◆ Brano fornito

____________

L’indagine è iniziata nell’aprile 2020: i carabinieri del Noe del capoluogo hanno riscontrato, con il supporto dell’ufficio Risorse Minerarie della Regione (vigila sulle cave utilizzando anche i droni per i sorvoli) con responsabile l’ingegnere Simone Padella e di Arpa Umbria, una serie di irregolarità legate al riambientamento di un’ex cava nella frazione di Casamorcia.

I militari hanno fatto sapere che sul posto è stata svolta un’attività di escavazione non autorizzata in area sottoposta a vincoli ed è stata abusivamente realizzata un’area wellness, con profili di responsabilità a carico di due tecnici del Comune e del direttore dei lavori, oltre che del proprietario.

Dall’area sono stati asportati – fanno sapere i militari – circa 16.500 metri cubi di terra e roccia, con deterioramento territoriale e paesaggistico che rendono complesso il riambientamento. Inoltre, al posto di una struttura in cemento armato, autorizzata per stabilizzare un versante, è stata realizzata una costruzione ancora allo stato grezzo comprendente un garage, tre vani e un’ampia area benessere munita di piscina e sala macchine, preventivamente chiusa con tamponatura di legno appena verniciato con lo scopo di occultarne la presenza. Il tutto sarebbe avvenuto con il permesso a costruire rilasciato violando la legge, consentendo cioè la coltivazione della cava in assenza di autorizzazione. Sarebbe stata consentita anche la realizzazione abusiva di un pozzo a uso domestico in una zona di tutela assoluta. Risultano irregolarità anche tra il progetto presentato presso il servizio regionale competente in materia di deposito sismico e quello depositato in Comune, mentre viene vagliata l’ipotesi di illecita gestione dei rifiuti prodotti da parte della ditta esecutrice.

____________

◆ Cosa farai
#1 Secondo il brano sull'indagine della ex cava, quanti metri cubi di terra e roccia sono stati asportati dall'area?
#2 Nelle righe del dataset che vanno da quella contenente "Target: black tray of mushrooms" fino all'ultima, estremi inclusi, sostituisci "Kindly" con "Please" lasciando invariato tutto il resto. Riporta solo queste righe.

◆ Record del dataset
____________

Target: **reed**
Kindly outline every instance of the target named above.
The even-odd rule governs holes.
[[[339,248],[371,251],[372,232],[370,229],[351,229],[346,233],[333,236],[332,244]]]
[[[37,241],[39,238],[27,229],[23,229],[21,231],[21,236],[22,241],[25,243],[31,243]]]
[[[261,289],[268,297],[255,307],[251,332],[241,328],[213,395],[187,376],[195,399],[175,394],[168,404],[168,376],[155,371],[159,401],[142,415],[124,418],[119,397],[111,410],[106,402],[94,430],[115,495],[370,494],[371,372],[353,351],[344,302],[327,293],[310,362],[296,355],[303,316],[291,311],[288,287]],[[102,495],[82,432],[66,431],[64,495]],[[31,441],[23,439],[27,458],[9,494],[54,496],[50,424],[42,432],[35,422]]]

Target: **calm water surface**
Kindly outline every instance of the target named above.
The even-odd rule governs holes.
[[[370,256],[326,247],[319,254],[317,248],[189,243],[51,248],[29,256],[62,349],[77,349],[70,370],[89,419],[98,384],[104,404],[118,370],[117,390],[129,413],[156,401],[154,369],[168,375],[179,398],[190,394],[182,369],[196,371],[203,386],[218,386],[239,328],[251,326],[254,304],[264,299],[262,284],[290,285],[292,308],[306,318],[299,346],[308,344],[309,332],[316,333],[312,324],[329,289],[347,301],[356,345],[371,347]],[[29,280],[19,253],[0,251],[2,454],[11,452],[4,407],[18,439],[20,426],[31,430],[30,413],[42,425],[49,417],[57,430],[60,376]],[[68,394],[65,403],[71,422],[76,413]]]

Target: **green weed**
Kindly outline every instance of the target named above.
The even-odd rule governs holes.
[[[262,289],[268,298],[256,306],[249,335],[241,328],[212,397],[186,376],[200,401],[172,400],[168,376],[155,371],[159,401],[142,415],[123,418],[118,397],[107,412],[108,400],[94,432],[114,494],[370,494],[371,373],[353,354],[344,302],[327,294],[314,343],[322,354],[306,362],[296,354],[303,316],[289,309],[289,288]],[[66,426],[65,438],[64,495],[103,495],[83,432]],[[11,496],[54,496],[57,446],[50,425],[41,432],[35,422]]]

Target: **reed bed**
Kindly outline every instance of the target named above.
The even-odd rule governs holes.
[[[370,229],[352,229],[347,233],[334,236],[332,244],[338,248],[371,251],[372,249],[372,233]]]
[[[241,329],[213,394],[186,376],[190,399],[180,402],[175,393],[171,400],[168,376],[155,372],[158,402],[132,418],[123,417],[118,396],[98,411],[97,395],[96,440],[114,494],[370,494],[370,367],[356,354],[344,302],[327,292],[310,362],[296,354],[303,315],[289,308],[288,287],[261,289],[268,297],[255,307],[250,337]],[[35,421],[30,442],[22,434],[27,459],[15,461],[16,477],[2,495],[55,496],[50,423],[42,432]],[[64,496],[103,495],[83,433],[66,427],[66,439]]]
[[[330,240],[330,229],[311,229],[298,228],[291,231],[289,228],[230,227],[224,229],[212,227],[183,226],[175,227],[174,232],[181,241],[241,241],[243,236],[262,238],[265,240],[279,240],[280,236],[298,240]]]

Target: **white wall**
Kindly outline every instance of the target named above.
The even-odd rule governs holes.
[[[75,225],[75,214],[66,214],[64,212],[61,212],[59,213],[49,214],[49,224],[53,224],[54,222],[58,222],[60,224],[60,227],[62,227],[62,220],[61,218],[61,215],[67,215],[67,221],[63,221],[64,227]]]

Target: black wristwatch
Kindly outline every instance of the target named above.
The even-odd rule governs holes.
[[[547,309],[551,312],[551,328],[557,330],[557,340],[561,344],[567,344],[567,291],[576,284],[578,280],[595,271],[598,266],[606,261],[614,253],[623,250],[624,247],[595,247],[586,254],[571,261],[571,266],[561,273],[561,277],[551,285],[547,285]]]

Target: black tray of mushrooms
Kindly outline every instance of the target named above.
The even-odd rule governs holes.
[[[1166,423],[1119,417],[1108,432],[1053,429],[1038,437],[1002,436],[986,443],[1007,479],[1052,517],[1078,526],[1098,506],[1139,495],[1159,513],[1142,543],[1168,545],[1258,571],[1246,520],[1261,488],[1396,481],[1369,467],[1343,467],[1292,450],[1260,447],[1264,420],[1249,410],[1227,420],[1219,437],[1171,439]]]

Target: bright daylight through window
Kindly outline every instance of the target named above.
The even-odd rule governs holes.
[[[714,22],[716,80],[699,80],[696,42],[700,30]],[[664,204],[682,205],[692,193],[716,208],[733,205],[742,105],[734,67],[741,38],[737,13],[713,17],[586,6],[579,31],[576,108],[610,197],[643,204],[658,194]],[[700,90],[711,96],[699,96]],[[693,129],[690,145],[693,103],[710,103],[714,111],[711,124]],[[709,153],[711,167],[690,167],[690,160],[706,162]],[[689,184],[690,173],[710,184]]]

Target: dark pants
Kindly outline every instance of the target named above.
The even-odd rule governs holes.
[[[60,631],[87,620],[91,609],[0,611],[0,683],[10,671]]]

____________

◆ Risposte ai compiti
#1 Circa 16.500 metri cubi.

#2
Target: black tray of mushrooms
Please outline every instance of the target named above.
The even-odd rule governs holes.
[[[1166,423],[1119,417],[1108,432],[1053,429],[1038,437],[1002,436],[986,443],[1007,479],[1052,517],[1078,526],[1098,506],[1139,495],[1159,513],[1142,543],[1168,545],[1258,571],[1246,520],[1261,488],[1396,481],[1369,467],[1343,467],[1292,450],[1260,447],[1264,420],[1249,410],[1227,420],[1219,437],[1171,439]]]

Target: bright daylight through window
Please outline every instance of the target named above.
The even-odd rule governs holes.
[[[714,22],[716,80],[699,80],[696,42],[700,30]],[[664,204],[682,205],[692,193],[716,208],[733,205],[742,105],[734,67],[741,38],[737,13],[713,17],[586,6],[579,31],[576,108],[610,197],[643,204],[658,194]],[[700,90],[711,96],[699,96]],[[693,129],[690,145],[693,103],[710,103],[714,111],[711,124]],[[709,153],[711,167],[690,167],[690,160],[706,162]],[[689,184],[690,173],[710,184]]]

Target: dark pants
Please outline every instance of the target named above.
The even-odd rule governs holes.
[[[60,631],[87,620],[91,609],[0,611],[0,683],[10,671]]]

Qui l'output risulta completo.